### Objective
Pictures stay out of the copy; restate everything else in the material exactly.

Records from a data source
----------

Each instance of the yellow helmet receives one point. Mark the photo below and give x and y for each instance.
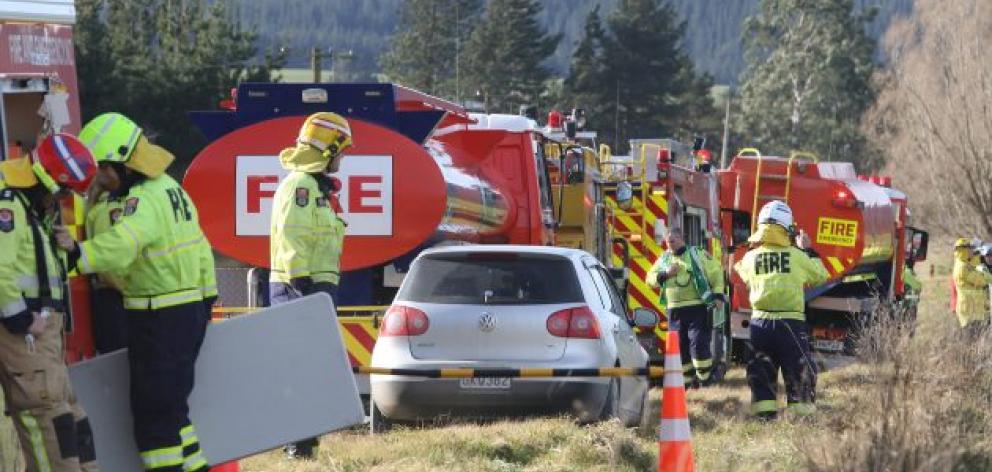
(111, 137)
(328, 132)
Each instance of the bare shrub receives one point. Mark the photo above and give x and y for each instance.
(925, 404)
(933, 117)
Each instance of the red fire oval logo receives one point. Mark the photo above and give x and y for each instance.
(390, 192)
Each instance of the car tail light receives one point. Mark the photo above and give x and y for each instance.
(576, 322)
(404, 321)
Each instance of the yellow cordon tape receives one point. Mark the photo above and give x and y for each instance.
(344, 309)
(651, 372)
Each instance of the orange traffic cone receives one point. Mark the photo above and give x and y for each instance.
(674, 437)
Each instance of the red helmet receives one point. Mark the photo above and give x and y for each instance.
(61, 160)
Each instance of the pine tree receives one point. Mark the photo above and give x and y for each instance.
(588, 69)
(426, 54)
(808, 80)
(156, 60)
(634, 79)
(506, 53)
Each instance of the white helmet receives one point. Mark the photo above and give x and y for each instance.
(776, 212)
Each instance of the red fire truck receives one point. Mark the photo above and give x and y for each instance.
(425, 172)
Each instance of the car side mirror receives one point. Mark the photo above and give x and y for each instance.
(645, 318)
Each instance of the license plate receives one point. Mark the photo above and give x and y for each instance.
(499, 383)
(828, 345)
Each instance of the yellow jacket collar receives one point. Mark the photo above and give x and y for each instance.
(770, 234)
(18, 173)
(149, 159)
(303, 158)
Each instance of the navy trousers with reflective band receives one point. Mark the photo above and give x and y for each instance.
(163, 346)
(695, 336)
(780, 344)
(281, 293)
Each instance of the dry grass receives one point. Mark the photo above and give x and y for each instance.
(926, 405)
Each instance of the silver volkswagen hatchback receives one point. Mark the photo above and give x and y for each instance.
(501, 306)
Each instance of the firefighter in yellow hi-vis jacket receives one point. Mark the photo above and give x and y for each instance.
(306, 234)
(104, 207)
(775, 273)
(972, 286)
(53, 430)
(168, 286)
(691, 280)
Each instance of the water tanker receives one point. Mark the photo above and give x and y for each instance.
(421, 172)
(859, 228)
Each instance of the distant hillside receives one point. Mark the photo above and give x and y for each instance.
(364, 26)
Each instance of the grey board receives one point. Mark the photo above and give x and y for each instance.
(262, 380)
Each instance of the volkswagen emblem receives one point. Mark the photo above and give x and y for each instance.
(487, 322)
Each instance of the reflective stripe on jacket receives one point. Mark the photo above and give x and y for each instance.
(306, 234)
(157, 244)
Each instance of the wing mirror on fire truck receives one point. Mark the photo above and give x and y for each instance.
(740, 227)
(645, 318)
(625, 194)
(920, 241)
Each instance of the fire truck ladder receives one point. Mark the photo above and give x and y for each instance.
(617, 171)
(759, 176)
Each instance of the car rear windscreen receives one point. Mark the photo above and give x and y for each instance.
(488, 278)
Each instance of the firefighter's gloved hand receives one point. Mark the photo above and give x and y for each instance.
(303, 285)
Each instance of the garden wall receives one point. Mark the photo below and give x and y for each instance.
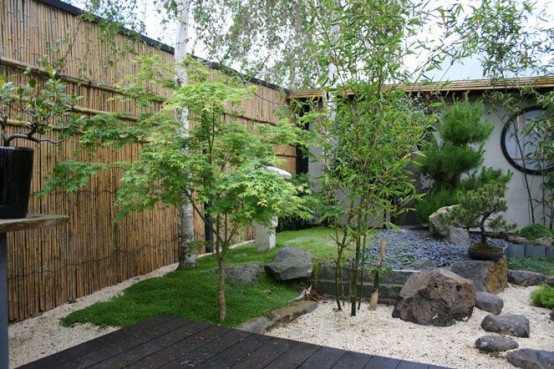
(49, 266)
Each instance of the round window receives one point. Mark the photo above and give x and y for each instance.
(519, 145)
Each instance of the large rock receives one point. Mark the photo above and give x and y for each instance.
(489, 276)
(435, 297)
(493, 343)
(532, 359)
(514, 325)
(525, 278)
(290, 263)
(488, 302)
(443, 229)
(243, 273)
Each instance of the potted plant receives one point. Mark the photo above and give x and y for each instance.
(476, 207)
(33, 111)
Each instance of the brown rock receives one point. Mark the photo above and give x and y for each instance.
(435, 297)
(489, 276)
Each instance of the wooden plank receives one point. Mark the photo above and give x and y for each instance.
(236, 352)
(294, 357)
(180, 348)
(79, 355)
(147, 348)
(323, 358)
(271, 351)
(201, 354)
(353, 360)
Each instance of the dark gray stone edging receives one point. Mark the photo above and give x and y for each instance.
(277, 317)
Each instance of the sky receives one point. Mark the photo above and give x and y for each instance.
(462, 70)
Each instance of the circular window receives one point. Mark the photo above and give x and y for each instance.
(519, 145)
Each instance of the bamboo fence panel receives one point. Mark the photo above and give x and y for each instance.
(48, 267)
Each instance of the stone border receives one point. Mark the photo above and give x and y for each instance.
(530, 251)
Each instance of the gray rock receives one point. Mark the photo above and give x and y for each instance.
(435, 297)
(489, 276)
(290, 263)
(516, 239)
(489, 302)
(424, 264)
(525, 278)
(532, 359)
(543, 241)
(514, 325)
(243, 273)
(440, 227)
(493, 343)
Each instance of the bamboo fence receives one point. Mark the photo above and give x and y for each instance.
(49, 266)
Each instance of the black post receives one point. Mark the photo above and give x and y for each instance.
(4, 337)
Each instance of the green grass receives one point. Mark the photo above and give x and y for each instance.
(192, 293)
(543, 297)
(544, 266)
(316, 240)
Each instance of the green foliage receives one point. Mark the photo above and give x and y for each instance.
(543, 296)
(534, 231)
(319, 241)
(478, 205)
(462, 123)
(435, 200)
(41, 107)
(462, 133)
(218, 159)
(446, 163)
(544, 266)
(461, 126)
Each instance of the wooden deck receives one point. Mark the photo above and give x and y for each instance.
(168, 342)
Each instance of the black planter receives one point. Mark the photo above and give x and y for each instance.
(492, 255)
(16, 169)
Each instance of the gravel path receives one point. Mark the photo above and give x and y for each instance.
(377, 333)
(371, 332)
(405, 246)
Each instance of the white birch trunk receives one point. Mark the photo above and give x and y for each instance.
(186, 252)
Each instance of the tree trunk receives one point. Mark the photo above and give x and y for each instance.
(221, 291)
(186, 252)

----------

### Solved exercise
Each instance of the yellow helmet receives one point. Mark the photo below and give x and y for each instance.
(111, 137)
(328, 132)
Each instance of the bare shrub receives one point. Mark the photo above and give x and y for each instance.
(925, 404)
(933, 117)
Each instance of the red fire oval logo receives one point. Mark the photo above and give x and y for each instance.
(390, 192)
Each instance of the car tail light receives one point. Mark the photo above and give x and y for each instance.
(576, 322)
(404, 321)
Each instance of the yellow cordon tape receives one point. Mark the photo above and give x and y for each instance.
(344, 309)
(651, 372)
Each instance of the orange traffic cone receives one point. Mark the photo above and give x and y for each instance.
(674, 437)
Each instance of the red helmet receives one point. Mark the photo above and give x and y for each instance.
(61, 160)
Each instance of the pine tree receives one point. Mark the photo above and give x and y for each instance.
(588, 69)
(426, 54)
(808, 80)
(156, 60)
(634, 79)
(506, 53)
Each instance of the white helmet receives one point. Mark the photo above and give x and y for each instance.
(776, 212)
Each instance of the red fire truck receives one point. Mark the photo above and give x and y for each instance.
(425, 172)
Each instance of the car side mirror receives one point. Mark the photo above and give x and y for each instance.
(645, 318)
Each instance of the license plate receives one point. Mark the photo above and give x and y for each instance.
(499, 383)
(828, 345)
Each instance of the yellow jacket collar receives one point. Mark the photo above and give x and y for each instance.
(770, 234)
(18, 173)
(149, 159)
(303, 158)
Each instance of the navy trousers with reflective band receives one point. Mark the photo above and give x and y for each instance.
(163, 346)
(695, 336)
(780, 344)
(281, 293)
Each instance of the dry grass receives one point. Mark the photo above and give x and y for each instance.
(926, 405)
Each instance of the silver volkswagen hatchback receives one point. Mark the photo above and give x and y for each instance.
(501, 306)
Each instance of the firefighter in yellow hi-vis jacket receives one point. Mark the photo above and give x and y for each instance.
(306, 234)
(104, 207)
(775, 273)
(972, 286)
(53, 430)
(168, 286)
(691, 280)
Each instance of the water tanker receives one point. Mark the photo above and give x and y for each instance.
(421, 172)
(859, 228)
Each instance of the distant hillside receives one point. Mark the photo above and give x and y for each instance.
(364, 26)
Each instance of the grey board receives one point. Mark the photo above and give x and y for each instance.
(262, 380)
Each instance of the volkswagen emblem receives one point. Mark the photo above and give x and y for each instance.
(487, 322)
Each instance of the reflective stripe on jacket receives one point. Mark the photo above and give x and y for each instance.
(306, 234)
(157, 244)
Each instance of the wing mirror on fire truck receives one point. Mark the photo above and give x and y for each instance.
(740, 227)
(645, 318)
(625, 194)
(920, 241)
Each instance of the fire truck ladder receives one point. Mark the photo above and give x and y for each instance.
(617, 171)
(759, 176)
Each instance of the car rear windscreen receives one point. Mark the photo above and give x and y for each instance.
(488, 278)
Each instance of the firefighter's gloved hand receives one point. Mark the photo above and give x and y for each instance.
(303, 285)
Each instance of the garden wall receives one point. Mark the photo below and give x and y for each instance.
(49, 266)
Each instance of the round window receives one point. Mark the photo above and give x and y for each instance.
(519, 145)
Each instance of the large rock receives one point. Mark the photo above and give x and y for each instance.
(489, 276)
(435, 297)
(493, 343)
(532, 359)
(514, 325)
(525, 278)
(290, 263)
(488, 302)
(443, 229)
(243, 273)
Each instance of the potted plant receives one point. Mark the photo above and give x and y for each instance.
(476, 207)
(33, 111)
Each instance of the brown rock receives one point. Mark the photo above and give x and y for each instance.
(435, 297)
(489, 276)
Each instance of the wooden plank receives one point. Mark the photo above and give x and y for each instance.
(236, 352)
(294, 357)
(180, 348)
(79, 355)
(147, 348)
(323, 358)
(271, 351)
(201, 354)
(353, 360)
Each instance of the dark gray stone edging receives one point. Mark the photo above and give x and y for each instance.
(277, 317)
Each instance of the sky receives one point. Mark the photo above and give x and y for each instance.
(462, 70)
Each instance of the circular window receives one point. Mark the photo above and give x and y for each instance.
(519, 145)
Each instance of the bamboo fence panel receives one point. Mark the photo above and give x and y for each instance.
(48, 267)
Each instance of the stone border receives one point. Mark the photo above and give x and y for each instance.
(530, 251)
Each instance of the gray rock receives one point. Mark the photo above and give x and y for each instance.
(435, 297)
(489, 276)
(290, 263)
(516, 239)
(489, 302)
(424, 264)
(525, 278)
(532, 359)
(543, 241)
(514, 325)
(243, 273)
(440, 227)
(493, 343)
Each instance of the bamboo fence receives one point. Mark the photo above and give x and y for each instance.
(49, 266)
Each instance of the black post receives one point. Mark the photo above and give x and y for each instance.
(4, 337)
Each instance of the green grass receives one point. Mark the photo above and give x and y for each instance.
(192, 293)
(543, 297)
(544, 266)
(316, 240)
Each instance of the green foliage receives one point. Mark the photo above and give x and y for each instance.
(543, 296)
(534, 231)
(319, 241)
(478, 205)
(462, 123)
(435, 200)
(41, 107)
(462, 133)
(218, 159)
(446, 163)
(544, 266)
(461, 126)
Each instance of the wooden deck receives one point. Mark the photo above and give x and y for each instance.
(168, 342)
Each instance of the black planter receives one point. Mark the photo above and give x and y for each instance.
(492, 255)
(16, 169)
Each instance of the gravel path receives one point. Mark the photo above and give x and y for each instance.
(377, 333)
(371, 332)
(405, 246)
Each instance of the white birch trunk receives one point. Mark the photo above and give x and y for each instance.
(186, 252)
Each instance of the tree trunk receives one point. Mark the photo above and give x and y for each instance.
(221, 291)
(186, 252)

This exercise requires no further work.